*** Data provided

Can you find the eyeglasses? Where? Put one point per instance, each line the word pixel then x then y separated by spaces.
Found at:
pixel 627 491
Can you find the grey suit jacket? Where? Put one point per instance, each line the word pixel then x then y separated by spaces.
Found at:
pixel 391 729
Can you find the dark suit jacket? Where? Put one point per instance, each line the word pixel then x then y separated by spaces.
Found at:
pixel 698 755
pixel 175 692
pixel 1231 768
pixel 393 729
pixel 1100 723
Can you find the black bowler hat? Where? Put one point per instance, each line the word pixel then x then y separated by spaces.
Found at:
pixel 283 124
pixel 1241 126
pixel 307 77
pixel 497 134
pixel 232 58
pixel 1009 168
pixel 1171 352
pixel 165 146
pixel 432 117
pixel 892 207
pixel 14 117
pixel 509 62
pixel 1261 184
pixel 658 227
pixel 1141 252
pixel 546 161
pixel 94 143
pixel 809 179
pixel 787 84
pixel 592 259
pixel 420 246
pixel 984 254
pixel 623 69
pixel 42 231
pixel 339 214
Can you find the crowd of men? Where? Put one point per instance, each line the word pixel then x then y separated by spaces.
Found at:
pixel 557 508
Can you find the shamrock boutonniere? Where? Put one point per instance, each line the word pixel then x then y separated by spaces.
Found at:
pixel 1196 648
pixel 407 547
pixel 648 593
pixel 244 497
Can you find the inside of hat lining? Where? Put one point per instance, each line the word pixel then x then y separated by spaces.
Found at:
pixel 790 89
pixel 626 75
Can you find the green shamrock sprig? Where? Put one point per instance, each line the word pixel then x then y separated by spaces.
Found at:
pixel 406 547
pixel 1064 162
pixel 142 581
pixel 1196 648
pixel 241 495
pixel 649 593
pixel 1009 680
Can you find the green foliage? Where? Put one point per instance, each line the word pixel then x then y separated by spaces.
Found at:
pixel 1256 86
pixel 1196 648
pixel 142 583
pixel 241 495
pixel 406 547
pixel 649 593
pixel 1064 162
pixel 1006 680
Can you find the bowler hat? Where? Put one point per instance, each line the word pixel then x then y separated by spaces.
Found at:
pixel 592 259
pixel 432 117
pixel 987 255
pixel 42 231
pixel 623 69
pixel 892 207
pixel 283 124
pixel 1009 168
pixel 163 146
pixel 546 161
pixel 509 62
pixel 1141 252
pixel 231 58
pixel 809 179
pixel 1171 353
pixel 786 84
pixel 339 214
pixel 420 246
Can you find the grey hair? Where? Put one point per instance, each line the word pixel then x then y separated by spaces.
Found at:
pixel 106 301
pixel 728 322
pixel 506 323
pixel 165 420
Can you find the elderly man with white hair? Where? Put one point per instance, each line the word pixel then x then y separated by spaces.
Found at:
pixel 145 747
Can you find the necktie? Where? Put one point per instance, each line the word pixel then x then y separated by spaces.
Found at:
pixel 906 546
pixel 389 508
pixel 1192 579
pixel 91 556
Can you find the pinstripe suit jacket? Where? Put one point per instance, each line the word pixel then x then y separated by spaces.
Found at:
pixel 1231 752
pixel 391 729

******

Look above for the line holding "Can you find the shamrock" and the line holding "Can you find the grey hair?". Retype both, and every line between them, word for word and nothing else.

§ **The completed task**:
Can you find the shamrock boutonniere? Where? Put one point per instance, each line the word pixel then x then y separated by spaces.
Found at:
pixel 1196 648
pixel 407 547
pixel 648 593
pixel 244 497
Can you find the inside of hat lining? Where? Put one point per instance, each line the word pixel then x then y separated by spaces.
Found at:
pixel 790 89
pixel 626 75
Can you find the green shamrock sprig? Where? Put one point per instance, each line the word pixel then x then y separated by spaces.
Found at:
pixel 406 547
pixel 1064 162
pixel 142 581
pixel 1196 648
pixel 241 495
pixel 649 593
pixel 1009 680
Can you find the green foliage? Where? Put one point per instance, each line the word pixel then x then y separated by spaces.
Found at:
pixel 1256 86
pixel 1196 648
pixel 142 583
pixel 241 495
pixel 406 547
pixel 649 593
pixel 1064 162
pixel 1006 680
Can you find the bowler hat? Where? Put one point per instance, each line the word pixel then x then y separated by spaces.
Found at:
pixel 592 259
pixel 432 117
pixel 987 255
pixel 42 231
pixel 623 69
pixel 892 207
pixel 283 124
pixel 1009 168
pixel 163 146
pixel 546 161
pixel 509 62
pixel 1141 252
pixel 231 58
pixel 809 179
pixel 1171 353
pixel 786 84
pixel 339 214
pixel 420 246
Can you find the grey hair? Where? Put one point per instance, each line the word pixel then x then y separated by spaces.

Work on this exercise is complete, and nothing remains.